══ Passage for review

Restored Roethlisberger needs no encore in Cleveland
The Steelers found what had been lacking against Indianapolis. Their best-case-scenario for the Browns is escaping the regular-season finale healthy.
Now that they have their quarterback back, the plan is to swaddle him in bubble wrap.
It’s absolutely, positively the right thing to do.
The Steelers don’t need to see anything more from Ben Roethlisberger or their offense heading into the playoffs than they saw in that majestic second half last Sunday against Indianapolis.
Playing Roethlisberger or anyone else of consequence on either side of the ball this Sunday in Cleveland would be irresponsible. They can’t rest everyone in what for the Steelers will be a meaningless regular-season finale because of roster limitations. But they can and should do everything they can to preserve the health and mental well-being of as many as possible now that confidence has thankfully been restored against the Colts.
Just in time, as it turned out.
The head-scratching ineffectiveness had continued through the first half against Indy.
It was more of the same in the wake of a malaise that had plagued the Steelers through the inexplicable three-game losing streak that had followed an improbable, 11-0 start.
The collective collapse actually began before the losing did, in a disheartening, 19-14 escape against a bunch of JV Ravens in what turned out to be the 11th of the Steelers’ 11 consecutive season-opening victories.
The receivers stopped catching passes.
The protection began to erode.
The quarterback got wobbly in his belief in himself and his teammates.
And the decision-making/execution suffered, individually and collectively, compounding a downward spiral that threatened to torpedo the season.
So what changed?
Two plays from the Colts game illustrated what the Steelers had become and how they fought their way out of it.
Late in the second quarter, Roethlisberger had wide receiver Diontae Johnson open deep but Johnson didn’t finish the route correctly and the pass fell incomplete.
Late in the third quarter, Roethlisberger had Johnson open deep again but this time Johnson ended up where he was supposed to be when the ball was getting there and the result was a diving catch for a touchdown.
Just as Roethlisberger said he had drawn it up for Johnson at halftime.
That’s the difference execution can make.
What happened next suggests the score that got the Steelers back into the game against the Colts was also the catalyst for a collective exhale.
The reward for winning the game included hats and T-shirts in celebration of the AFC North Division championship.

════

According to the Roethlisberger column, what was the Steelers' record at the start of the season before their losing streak? You won't need the records for this.

══ Data under study

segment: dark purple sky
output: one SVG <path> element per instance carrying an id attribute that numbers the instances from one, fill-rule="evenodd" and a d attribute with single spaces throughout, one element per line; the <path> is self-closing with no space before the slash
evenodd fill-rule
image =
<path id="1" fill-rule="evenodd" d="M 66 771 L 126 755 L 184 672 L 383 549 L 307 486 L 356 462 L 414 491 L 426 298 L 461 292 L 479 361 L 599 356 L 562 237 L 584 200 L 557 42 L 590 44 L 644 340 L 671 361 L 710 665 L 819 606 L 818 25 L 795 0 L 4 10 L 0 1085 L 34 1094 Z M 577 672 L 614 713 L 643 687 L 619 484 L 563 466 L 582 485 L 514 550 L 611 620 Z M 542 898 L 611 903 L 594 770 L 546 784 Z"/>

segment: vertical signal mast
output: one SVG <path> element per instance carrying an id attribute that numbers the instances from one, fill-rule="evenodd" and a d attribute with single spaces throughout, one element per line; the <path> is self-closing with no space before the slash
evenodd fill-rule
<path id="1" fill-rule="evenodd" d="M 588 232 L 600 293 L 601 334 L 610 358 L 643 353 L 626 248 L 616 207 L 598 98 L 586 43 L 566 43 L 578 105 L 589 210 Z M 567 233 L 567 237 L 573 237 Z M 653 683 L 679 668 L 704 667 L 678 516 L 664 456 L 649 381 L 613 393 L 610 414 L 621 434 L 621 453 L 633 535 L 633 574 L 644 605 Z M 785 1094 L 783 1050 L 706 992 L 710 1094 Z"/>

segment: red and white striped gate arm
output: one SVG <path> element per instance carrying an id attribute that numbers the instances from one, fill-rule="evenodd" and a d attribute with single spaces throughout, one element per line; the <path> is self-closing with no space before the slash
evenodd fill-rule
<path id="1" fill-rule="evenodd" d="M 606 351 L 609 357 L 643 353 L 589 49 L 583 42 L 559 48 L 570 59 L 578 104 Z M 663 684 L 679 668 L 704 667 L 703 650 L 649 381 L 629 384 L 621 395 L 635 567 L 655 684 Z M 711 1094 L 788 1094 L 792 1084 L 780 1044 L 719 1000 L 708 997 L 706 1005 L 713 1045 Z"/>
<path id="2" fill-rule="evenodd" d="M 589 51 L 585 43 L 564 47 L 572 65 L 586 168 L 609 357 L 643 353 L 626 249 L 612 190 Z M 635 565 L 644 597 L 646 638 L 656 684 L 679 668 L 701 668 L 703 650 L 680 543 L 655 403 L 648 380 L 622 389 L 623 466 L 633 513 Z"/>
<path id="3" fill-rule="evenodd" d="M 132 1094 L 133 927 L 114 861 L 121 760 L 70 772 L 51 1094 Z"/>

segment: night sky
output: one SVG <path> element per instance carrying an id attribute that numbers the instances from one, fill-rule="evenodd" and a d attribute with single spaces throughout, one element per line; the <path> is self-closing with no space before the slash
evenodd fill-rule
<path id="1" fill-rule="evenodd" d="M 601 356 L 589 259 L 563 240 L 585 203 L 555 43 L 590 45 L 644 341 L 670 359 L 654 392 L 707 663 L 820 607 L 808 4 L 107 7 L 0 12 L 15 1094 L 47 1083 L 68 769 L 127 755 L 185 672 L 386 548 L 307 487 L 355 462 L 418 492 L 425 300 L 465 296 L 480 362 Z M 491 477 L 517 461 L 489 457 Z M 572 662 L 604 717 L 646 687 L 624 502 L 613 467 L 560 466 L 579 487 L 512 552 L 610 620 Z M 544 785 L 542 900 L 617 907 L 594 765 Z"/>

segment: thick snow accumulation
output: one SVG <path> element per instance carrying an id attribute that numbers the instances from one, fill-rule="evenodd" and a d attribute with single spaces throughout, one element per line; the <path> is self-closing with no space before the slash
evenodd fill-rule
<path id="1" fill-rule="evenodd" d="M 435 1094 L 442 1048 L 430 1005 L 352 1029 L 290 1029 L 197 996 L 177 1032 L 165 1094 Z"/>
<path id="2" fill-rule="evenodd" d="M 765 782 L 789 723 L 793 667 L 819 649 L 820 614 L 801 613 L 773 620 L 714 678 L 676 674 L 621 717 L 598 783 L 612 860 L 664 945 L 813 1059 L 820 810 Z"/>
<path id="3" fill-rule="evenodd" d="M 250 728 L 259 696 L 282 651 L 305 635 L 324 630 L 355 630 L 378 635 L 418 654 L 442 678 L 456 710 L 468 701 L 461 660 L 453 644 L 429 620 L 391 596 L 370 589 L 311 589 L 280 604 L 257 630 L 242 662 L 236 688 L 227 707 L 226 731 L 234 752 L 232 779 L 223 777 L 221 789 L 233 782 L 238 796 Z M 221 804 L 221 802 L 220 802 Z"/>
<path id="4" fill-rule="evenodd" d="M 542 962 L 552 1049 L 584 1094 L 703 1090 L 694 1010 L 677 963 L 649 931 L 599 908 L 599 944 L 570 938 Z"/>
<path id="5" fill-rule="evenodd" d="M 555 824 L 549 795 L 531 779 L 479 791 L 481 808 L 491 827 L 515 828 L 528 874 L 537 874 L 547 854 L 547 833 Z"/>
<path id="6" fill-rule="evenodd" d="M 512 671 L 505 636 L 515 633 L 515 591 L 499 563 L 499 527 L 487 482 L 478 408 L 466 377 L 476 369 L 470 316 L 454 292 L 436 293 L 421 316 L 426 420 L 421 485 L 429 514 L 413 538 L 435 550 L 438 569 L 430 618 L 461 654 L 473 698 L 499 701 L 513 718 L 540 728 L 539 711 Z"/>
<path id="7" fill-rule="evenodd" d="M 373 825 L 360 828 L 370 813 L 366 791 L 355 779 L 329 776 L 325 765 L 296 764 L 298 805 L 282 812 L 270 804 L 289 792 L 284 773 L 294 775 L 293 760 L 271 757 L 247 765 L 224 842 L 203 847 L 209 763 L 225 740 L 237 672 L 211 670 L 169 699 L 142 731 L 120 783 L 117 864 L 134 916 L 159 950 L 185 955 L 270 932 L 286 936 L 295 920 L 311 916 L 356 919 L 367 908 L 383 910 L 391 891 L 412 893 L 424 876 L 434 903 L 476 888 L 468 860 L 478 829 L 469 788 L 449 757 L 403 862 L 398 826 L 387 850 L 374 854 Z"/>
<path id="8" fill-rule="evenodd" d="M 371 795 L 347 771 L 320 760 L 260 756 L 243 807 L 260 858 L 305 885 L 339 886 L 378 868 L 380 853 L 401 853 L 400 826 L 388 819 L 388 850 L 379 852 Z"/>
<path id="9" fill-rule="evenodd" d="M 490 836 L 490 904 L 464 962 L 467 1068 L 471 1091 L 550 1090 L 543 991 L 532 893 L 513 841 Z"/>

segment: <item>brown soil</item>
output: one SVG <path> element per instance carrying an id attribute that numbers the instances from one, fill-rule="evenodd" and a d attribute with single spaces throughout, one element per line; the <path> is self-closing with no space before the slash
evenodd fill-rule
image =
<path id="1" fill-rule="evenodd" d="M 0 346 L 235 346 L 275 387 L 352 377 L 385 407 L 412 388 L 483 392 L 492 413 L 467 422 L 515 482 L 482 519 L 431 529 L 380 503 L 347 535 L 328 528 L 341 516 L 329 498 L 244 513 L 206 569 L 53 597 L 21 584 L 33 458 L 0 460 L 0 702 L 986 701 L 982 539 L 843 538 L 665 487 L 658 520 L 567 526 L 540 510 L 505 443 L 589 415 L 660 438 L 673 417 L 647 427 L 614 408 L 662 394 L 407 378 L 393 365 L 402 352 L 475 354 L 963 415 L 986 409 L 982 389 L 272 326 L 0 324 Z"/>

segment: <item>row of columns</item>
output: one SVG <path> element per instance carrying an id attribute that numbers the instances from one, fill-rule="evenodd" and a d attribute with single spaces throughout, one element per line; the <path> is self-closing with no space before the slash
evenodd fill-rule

════

» **Exercise output**: The Steelers started 11-0.